ТЕКСТ:

■ ■ ■ ■

Это племя стало известным около 420 г. н. э.; согласно легенде, им правил вождь Фарамонд, о котором не сохранилось никаких сведений, кроме имени. Внука Фарамонда звали Меровей. Он правил с 448 по 458 г. и дал свое имя династии, правившей после него, — так называемым Меровингам. Внуком Меровея был Хлодвиг I, который стал вождем салических франков в 481 г. Именно Хлодвиг является первым франкским монархом, существование которого подтверждают исторические источники. К этому времени салические франки занимали небольшую территорию в северо-западной Галлии. При Хлодвиге они вели успешные завоевательные войны и к 511 г., когда Хлодвиг умер, владели почти всей нынешней Францией.

Именно при Хлодвиге были впервые записаны законы франков, получившие название Lex Salique (Салическая правда); среди них был и закон, запрещавший наследование земель по женской линии. При этом права наследования лишалась не только дочь, но и мужские потомки дочери.

На первых порах казалось, что в этом законе идет речь о наследовании не столько титулов, сколько земельных владений, но от него оставался только один шаг до наследования престола. Франция неукоснительно следовала этому правилу четырнадцать веков после смерти Хлодвига. Другими народами могли править королевы, даже выдающиеся (вроде Елизаветы I Английской, Изабеллы Кастильской, Марии-Терезии Австрийской, Екатерины II в России), но во Франции это было невозможно. Более того, с X в. н. э. там не позволялось наследовать престол мужчине, который не мог доказать свое родство с одним из предыдущих королей исключительно по мужской линии; если среди его прямых предков попадалась хотя бы одна женщина, такой кандидат немедленно исключался из списка претендентов на престол.

■ ■ ■ ■

ИСХОДНЫЕ ДАННЫЕ:

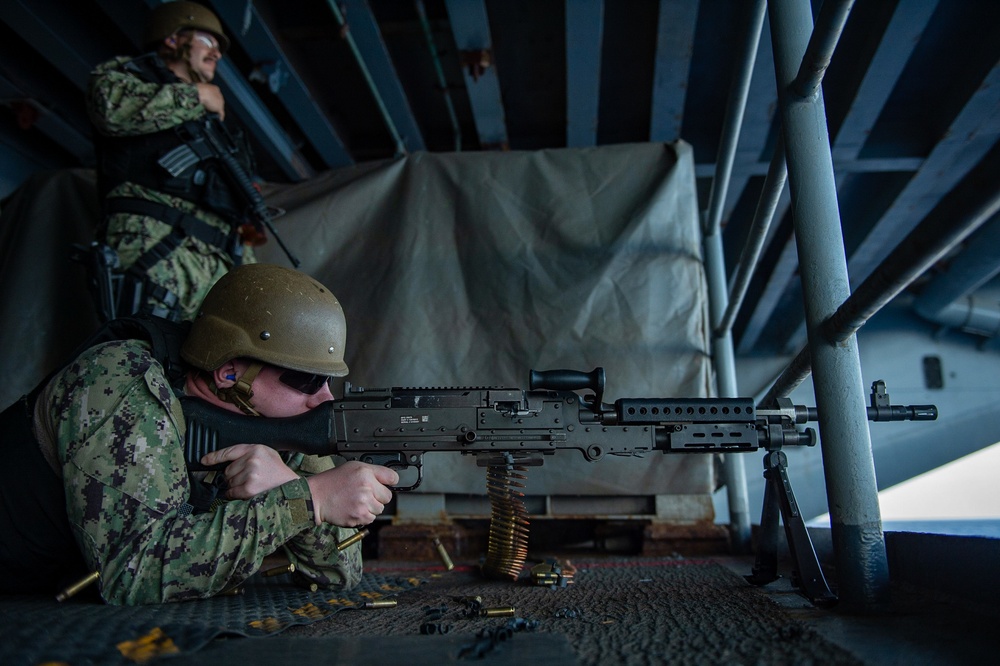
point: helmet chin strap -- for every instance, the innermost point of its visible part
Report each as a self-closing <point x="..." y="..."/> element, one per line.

■ ■ ■ ■

ЦЕЛЬ ЗАДАНИЯ: Верните дословно отрывок текста о салических франках от слов «Это племя стало» до слов «всей нынешней Францией.» включительно.

ОТВЕТ:
Это племя стало известным около 420 г. н. э.; согласно легенде, им правил вождь Фарамонд, о котором не сохранилось никаких сведений, кроме имени. Внука Фарамонда звали Меровей. Он правил с 448 по 458 г. и дал свое имя династии, правившей после него, — так называемым Меровингам. Внуком Меровея был Хлодвиг I, который стал вождем салических франков в 481 г. Именно Хлодвиг является первым франкским монархом, существование которого подтверждают исторические источники. К этому времени салические франки занимали небольшую территорию в северо-западной Галлии. При Хлодвиге они вели успешные завоевательные войны и к 511 г., когда Хлодвиг умер, владели почти всей нынешней Францией.